»»

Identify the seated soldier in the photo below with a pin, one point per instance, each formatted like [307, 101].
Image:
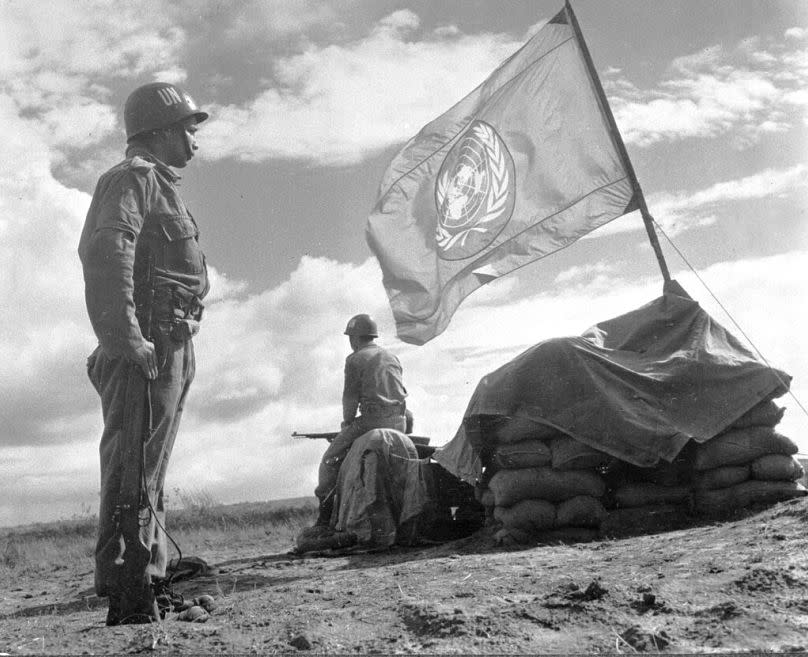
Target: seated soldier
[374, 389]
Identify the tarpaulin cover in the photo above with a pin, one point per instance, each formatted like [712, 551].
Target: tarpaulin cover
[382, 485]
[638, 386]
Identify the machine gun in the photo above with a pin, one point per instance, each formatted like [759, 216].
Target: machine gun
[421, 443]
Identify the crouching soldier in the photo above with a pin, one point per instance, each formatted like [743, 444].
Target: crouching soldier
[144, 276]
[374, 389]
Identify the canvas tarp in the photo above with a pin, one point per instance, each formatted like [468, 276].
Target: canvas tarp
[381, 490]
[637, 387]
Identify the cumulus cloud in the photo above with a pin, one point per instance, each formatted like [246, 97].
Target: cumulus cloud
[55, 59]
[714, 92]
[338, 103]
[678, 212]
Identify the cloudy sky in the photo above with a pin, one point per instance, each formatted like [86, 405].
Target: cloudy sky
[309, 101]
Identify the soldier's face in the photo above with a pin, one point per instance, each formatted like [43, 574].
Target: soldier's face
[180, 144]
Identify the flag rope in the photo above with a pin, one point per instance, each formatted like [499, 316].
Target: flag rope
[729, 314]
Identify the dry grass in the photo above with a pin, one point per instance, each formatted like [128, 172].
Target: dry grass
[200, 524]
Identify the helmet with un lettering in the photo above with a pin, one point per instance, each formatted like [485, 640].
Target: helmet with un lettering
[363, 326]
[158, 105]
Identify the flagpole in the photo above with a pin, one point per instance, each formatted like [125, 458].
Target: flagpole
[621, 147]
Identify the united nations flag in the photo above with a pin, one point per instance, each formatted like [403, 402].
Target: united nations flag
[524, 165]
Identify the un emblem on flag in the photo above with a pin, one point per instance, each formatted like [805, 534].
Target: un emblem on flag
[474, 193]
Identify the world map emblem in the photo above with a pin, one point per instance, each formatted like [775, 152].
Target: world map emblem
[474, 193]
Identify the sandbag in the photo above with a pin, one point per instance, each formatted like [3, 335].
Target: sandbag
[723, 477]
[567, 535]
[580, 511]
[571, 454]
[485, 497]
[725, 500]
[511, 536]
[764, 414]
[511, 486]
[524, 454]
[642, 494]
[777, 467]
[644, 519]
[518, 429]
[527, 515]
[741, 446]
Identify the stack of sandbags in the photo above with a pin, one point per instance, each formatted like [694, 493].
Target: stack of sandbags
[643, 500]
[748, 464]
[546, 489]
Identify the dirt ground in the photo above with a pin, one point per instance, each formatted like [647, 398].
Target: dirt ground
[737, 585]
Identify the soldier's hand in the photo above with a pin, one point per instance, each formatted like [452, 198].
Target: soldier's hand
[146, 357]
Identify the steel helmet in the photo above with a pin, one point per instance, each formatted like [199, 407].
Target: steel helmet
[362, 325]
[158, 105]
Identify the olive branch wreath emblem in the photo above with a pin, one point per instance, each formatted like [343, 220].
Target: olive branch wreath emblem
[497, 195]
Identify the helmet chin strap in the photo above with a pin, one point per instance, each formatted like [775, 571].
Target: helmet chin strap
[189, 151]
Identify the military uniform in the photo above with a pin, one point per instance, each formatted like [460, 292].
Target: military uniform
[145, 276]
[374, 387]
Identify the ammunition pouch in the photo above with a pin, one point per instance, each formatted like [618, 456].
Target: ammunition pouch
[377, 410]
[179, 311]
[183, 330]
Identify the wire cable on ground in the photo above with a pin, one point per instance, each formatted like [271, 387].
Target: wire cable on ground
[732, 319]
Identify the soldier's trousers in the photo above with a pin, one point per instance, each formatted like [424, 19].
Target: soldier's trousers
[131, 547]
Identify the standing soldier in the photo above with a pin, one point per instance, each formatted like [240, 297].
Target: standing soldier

««
»»

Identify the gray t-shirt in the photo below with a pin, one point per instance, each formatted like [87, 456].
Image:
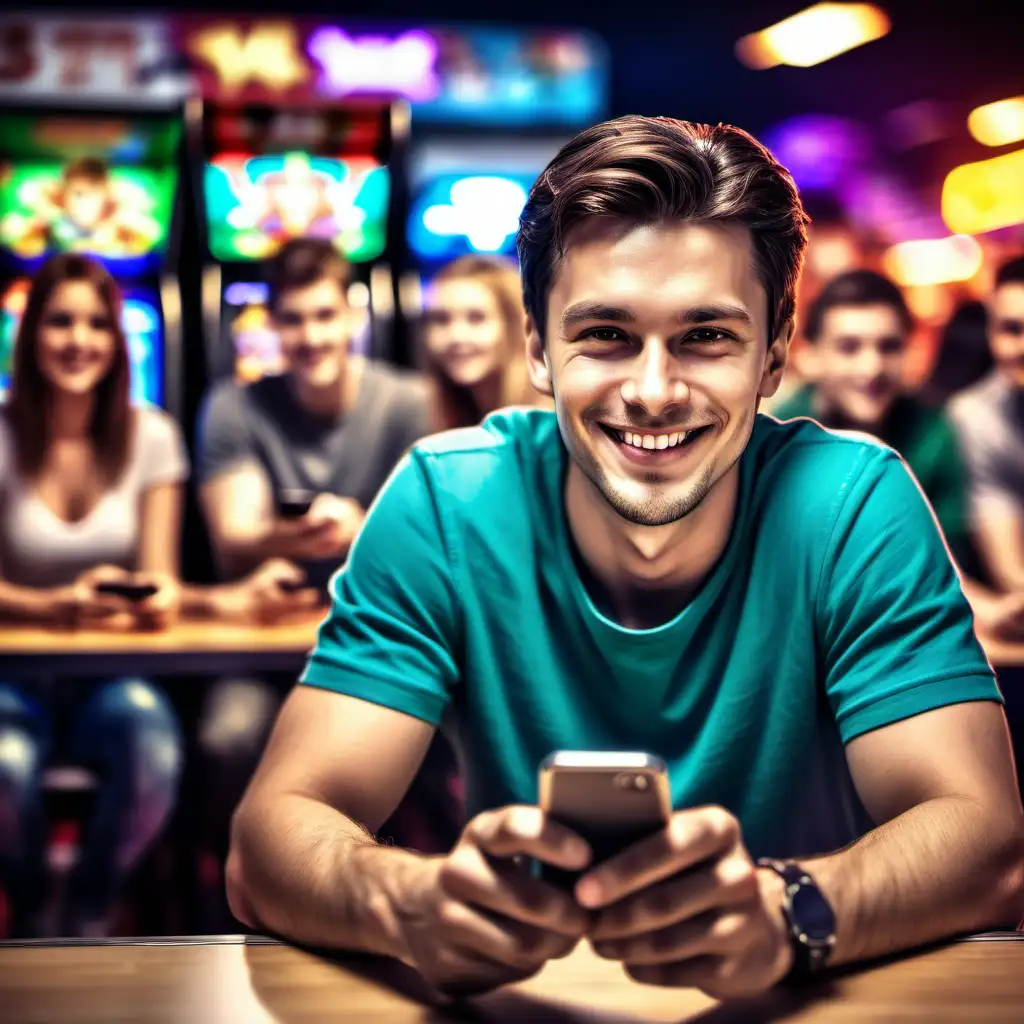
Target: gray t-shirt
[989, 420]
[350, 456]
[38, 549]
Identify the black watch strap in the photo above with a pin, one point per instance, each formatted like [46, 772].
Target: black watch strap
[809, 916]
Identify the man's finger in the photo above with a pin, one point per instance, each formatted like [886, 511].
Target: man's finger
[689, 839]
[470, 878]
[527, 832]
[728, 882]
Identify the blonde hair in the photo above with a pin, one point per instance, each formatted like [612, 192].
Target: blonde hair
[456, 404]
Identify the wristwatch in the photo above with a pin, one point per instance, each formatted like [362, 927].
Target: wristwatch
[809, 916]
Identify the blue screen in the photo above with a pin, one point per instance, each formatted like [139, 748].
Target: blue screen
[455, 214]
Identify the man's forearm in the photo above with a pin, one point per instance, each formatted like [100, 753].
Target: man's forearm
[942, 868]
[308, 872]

««

§ **SET EXERCISE**:
Lay out as a numbered list the lines of the material that begin at the line containing "Identify the standing" and stop after the line containing "Target: standing soldier". Leave out any blank lines.

§ **EXERCISE SOLUTION**:
1. Identify the standing soldier in the photo above with a pin, one point per instance, each formatted like [240, 297].
2. Target: standing soldier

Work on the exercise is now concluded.